Brief - The result must match the data exactly, line for line.
Data shown: Begin
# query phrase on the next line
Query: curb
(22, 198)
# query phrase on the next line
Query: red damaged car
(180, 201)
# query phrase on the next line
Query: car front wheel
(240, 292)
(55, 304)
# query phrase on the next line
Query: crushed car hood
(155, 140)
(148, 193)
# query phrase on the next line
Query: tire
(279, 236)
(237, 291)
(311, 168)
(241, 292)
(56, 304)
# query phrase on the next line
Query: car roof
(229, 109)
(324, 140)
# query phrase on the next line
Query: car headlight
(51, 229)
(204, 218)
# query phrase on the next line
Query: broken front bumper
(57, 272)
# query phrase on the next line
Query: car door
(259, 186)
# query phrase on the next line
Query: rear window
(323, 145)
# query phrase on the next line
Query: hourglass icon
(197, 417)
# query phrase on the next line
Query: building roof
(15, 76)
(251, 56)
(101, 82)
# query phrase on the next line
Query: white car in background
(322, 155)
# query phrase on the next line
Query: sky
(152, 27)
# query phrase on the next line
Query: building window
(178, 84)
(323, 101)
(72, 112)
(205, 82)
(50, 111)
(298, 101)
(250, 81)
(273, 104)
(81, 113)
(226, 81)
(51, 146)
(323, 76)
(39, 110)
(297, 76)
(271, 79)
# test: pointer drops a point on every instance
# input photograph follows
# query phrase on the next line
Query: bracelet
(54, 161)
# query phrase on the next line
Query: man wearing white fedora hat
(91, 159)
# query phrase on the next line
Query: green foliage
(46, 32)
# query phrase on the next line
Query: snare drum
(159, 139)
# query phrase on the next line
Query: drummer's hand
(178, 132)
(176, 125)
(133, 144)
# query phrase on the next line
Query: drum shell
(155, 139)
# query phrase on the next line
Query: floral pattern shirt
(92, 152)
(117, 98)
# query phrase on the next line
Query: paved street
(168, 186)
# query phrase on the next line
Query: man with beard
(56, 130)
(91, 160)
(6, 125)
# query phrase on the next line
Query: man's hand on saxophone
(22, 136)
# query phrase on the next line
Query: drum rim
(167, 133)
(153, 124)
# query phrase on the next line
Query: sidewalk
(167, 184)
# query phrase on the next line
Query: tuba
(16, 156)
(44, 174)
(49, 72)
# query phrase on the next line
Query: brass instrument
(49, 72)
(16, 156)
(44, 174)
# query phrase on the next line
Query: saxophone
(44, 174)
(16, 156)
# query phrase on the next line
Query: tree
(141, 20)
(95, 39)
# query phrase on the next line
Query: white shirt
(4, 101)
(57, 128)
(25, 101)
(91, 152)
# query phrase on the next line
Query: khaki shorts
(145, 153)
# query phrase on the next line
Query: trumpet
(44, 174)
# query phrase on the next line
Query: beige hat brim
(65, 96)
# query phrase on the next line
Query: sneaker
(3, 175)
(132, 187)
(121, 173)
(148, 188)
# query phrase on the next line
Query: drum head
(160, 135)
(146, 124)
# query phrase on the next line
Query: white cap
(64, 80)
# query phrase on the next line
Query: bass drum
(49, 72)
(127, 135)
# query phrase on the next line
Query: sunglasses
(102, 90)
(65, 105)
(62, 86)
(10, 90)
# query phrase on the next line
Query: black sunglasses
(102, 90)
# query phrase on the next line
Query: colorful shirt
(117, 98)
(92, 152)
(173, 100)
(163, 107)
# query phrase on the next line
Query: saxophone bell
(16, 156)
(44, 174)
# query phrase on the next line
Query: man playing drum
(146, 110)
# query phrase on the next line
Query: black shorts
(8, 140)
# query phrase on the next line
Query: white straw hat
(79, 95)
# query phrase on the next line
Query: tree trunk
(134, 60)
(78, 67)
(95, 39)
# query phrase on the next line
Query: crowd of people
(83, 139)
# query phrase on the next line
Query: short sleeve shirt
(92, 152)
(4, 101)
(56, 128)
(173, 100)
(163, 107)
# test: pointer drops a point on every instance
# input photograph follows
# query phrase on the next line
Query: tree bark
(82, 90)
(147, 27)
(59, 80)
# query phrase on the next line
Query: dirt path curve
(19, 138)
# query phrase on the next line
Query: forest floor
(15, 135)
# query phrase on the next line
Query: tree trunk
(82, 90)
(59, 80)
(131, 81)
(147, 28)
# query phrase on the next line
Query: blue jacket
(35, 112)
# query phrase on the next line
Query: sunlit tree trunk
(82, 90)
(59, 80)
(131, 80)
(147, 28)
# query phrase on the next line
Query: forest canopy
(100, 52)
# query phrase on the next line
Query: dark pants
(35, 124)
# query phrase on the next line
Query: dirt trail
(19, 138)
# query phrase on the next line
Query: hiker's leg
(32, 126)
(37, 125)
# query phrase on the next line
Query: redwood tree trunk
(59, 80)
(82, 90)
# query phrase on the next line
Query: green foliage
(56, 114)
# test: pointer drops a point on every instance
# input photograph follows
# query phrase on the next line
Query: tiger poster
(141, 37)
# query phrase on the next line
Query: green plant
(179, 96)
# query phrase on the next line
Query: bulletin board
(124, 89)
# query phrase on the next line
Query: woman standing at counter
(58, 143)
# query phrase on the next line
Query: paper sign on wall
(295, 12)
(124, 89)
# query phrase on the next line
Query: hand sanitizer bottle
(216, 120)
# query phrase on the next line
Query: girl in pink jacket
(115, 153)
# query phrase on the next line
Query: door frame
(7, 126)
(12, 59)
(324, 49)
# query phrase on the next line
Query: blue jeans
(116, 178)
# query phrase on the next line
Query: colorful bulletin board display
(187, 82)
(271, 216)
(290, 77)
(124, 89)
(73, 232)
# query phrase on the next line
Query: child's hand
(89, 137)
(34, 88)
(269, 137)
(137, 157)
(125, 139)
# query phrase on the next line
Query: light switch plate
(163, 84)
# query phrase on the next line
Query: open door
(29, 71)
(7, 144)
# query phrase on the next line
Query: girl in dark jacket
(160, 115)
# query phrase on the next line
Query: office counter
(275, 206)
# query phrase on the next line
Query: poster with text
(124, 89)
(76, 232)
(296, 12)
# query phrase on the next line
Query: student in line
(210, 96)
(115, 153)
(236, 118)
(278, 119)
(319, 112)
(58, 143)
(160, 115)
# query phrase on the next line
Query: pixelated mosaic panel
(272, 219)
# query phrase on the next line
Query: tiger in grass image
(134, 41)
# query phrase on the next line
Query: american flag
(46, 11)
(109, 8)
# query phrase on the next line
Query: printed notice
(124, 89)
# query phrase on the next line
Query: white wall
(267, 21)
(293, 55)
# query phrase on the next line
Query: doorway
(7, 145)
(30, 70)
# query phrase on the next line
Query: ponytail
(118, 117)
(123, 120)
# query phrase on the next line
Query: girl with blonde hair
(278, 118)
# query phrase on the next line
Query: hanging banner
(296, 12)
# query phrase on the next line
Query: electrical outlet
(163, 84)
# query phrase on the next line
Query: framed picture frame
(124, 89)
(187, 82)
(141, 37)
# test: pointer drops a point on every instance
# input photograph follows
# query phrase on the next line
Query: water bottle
Data shown: End
Solution to this problem -
# query phrase on the next line
Query: curb
(22, 198)
# query phrase on the next line
Query: red damaged car
(180, 201)
# query phrase on the next line
Query: car front wheel
(240, 292)
(55, 304)
# query phrase on the next line
Query: crushed car hood
(155, 140)
(148, 193)
# query phrase on the next line
Query: tire
(279, 236)
(237, 291)
(311, 168)
(241, 292)
(56, 304)
# query phrase on the next line
Query: car roof
(229, 109)
(324, 140)
# query phrase on the next line
Query: car headlight
(51, 229)
(204, 218)
# query phrase on the next line
Query: broken front bumper
(57, 272)
# query phrase on the next line
Query: car door
(259, 186)
# query phrase on the next line
Query: rear window
(323, 145)
# query phrase on the next line
Query: hourglass icon
(197, 417)
# query phrase on the next line
Query: building roof
(15, 76)
(251, 56)
(101, 82)
# query phrase on the next line
Query: white car in background
(322, 155)
# query phrase on the next line
Query: sky
(152, 27)
# query phrase on the next line
Query: building window
(178, 84)
(323, 101)
(72, 112)
(205, 82)
(50, 111)
(298, 101)
(250, 81)
(273, 104)
(81, 113)
(226, 81)
(51, 146)
(323, 76)
(39, 110)
(297, 76)
(271, 79)
# test: pointer drops a point on every instance
# input photograph follows
# query phrase on the next line
Query: bracelet
(54, 161)
# query phrase on the next line
Query: man wearing white fedora hat
(91, 159)
# query phrase on the next line
Query: green foliage
(46, 32)
# query phrase on the next line
Query: snare drum
(159, 139)
# query phrase on the next line
Query: drummer's hand
(178, 132)
(176, 125)
(133, 144)
# query phrase on the next line
Query: drum shell
(155, 139)
# query phrase on the next line
Query: floral pattern shirt
(92, 152)
(117, 98)
# query phrase on the next line
Query: paved street
(168, 186)
# query phrase on the next line
Query: man with beard
(56, 130)
(91, 160)
(6, 125)
# query phrase on the next line
Query: man's hand on saxophone
(22, 136)
# query phrase on the next line
Query: drum rim
(167, 133)
(153, 124)
# query phrase on the next line
Query: sidewalk
(167, 184)
# query phrase on the next line
Query: tuba
(16, 156)
(44, 174)
(49, 72)
# query phrase on the next line
Query: brass instrument
(49, 72)
(16, 156)
(44, 174)
# query phrase on the next line
Query: saxophone
(44, 174)
(16, 156)
# query phrase on the next line
Query: tree
(141, 20)
(95, 39)
# query phrase on the next line
Query: white shirt
(4, 101)
(57, 128)
(25, 101)
(91, 152)
# query phrase on the next line
Query: khaki shorts
(145, 153)
# query phrase on the next line
Query: trumpet
(44, 174)
# query phrase on the next line
Query: beige hat brim
(65, 96)
# query phrase on the next line
Query: sneaker
(3, 175)
(132, 187)
(121, 173)
(148, 188)
# query phrase on the next line
Query: drum head
(160, 135)
(146, 124)
# query phrase on the next line
Query: white cap
(64, 80)
# query phrase on the next line
Query: bass drum
(49, 72)
(127, 135)
# query phrase on the next line
Query: sunglasses
(102, 90)
(65, 105)
(62, 86)
(10, 90)
# query phrase on the next line
Query: black sunglasses
(102, 90)
# query phrase on the next line
Query: colorful shirt
(117, 98)
(92, 152)
(173, 100)
(163, 107)
# query phrase on the next line
Query: saxophone bell
(16, 156)
(44, 174)
# query phrase on the next line
Query: man playing drum
(146, 110)
# query phrase on the next line
Query: black shorts
(8, 140)
# query phrase on the next line
Query: white straw hat
(79, 95)
# query phrase on the next line
Query: tree trunk
(134, 60)
(78, 67)
(95, 39)
# query phrase on the next line
Query: crowd of people
(83, 139)
# query phrase on the next line
Query: short sleeve shirt
(92, 152)
(4, 101)
(56, 128)
(173, 100)
(163, 107)
# test: pointer drops a point on every instance
# input photograph follows
# query phrase on the next line
Query: tree bark
(82, 90)
(147, 27)
(59, 80)
# query phrase on the next line
Query: dirt path curve
(19, 138)
# query phrase on the next line
Query: forest floor
(15, 135)
# query phrase on the next line
Query: tree trunk
(82, 90)
(59, 80)
(131, 81)
(147, 28)
# query phrase on the next line
Query: blue jacket
(35, 112)
# query phrase on the next line
Query: sunlit tree trunk
(82, 90)
(59, 80)
(131, 80)
(147, 28)
# query phrase on the next line
Query: forest canopy
(100, 52)
# query phrase on the next line
Query: dark pants
(35, 124)
# query phrase on the next line
Query: dirt trail
(19, 138)
# query phrase on the next line
Query: hiker's leg
(32, 126)
(37, 125)
# query phrase on the next line
Query: redwood tree trunk
(59, 80)
(82, 90)
# query phrase on the next line
Query: green foliage
(56, 114)
# test: pointer drops a point on every instance
# input photograph follows
# query phrase on the next line
Query: tiger poster
(141, 37)
# query phrase on the next line
Query: green plant
(179, 96)
# query phrase on the next line
Query: bulletin board
(124, 89)
# query phrase on the next line
Query: woman standing at counter
(58, 143)
# query phrase on the next line
Query: paper sign on wall
(295, 12)
(124, 89)
# query phrase on the next line
Query: hand sanitizer bottle
(216, 120)
# query phrase on the next line
Query: girl in pink jacket
(115, 153)
# query phrase on the next line
Query: door frame
(7, 126)
(12, 59)
(324, 49)
# query phrase on the next line
Query: blue jeans
(116, 178)
# query phrase on the next line
Query: colorful bulletin board display
(187, 82)
(271, 216)
(290, 77)
(124, 89)
(73, 232)
# query phrase on the next line
Query: child's hand
(89, 137)
(34, 88)
(269, 137)
(137, 157)
(125, 139)
# query phrase on the next line
Query: light switch plate
(163, 84)
# query phrase on the next line
Query: open door
(29, 71)
(7, 144)
# query phrase on the next line
Query: girl in dark jacket
(160, 115)
# query phrase on the next line
Query: office counter
(275, 206)
# query phrase on the next line
Query: poster with text
(124, 89)
(76, 232)
(296, 12)
# query phrase on the next line
Query: student in line
(210, 96)
(115, 153)
(236, 118)
(278, 119)
(319, 112)
(58, 143)
(160, 115)
# query phrase on the next line
Query: pixelated mosaic panel
(272, 219)
# query phrase on the next line
Query: tiger in grass image
(134, 41)
# query phrase on the next line
Query: american flag
(46, 11)
(109, 8)
# query phrase on the next line
Query: printed notice
(124, 89)
# query phrase on the next line
Query: white wall
(267, 21)
(293, 55)
# query phrase on the next line
Query: doorway
(7, 145)
(30, 70)
# query phrase on the next line
Query: ponytail
(118, 117)
(123, 120)
# query phrase on the next line
Query: girl with blonde hair
(278, 118)
# query phrase on the next line
Query: hanging banner
(296, 12)
# query phrase on the next line
Query: electrical outlet
(163, 84)
# query phrase on the next line
Query: framed picture frame
(124, 89)
(187, 82)
(141, 37)
# test: pointer drops a point on every instance
# input photograph follows
# query phrase on the next line
Query: water bottle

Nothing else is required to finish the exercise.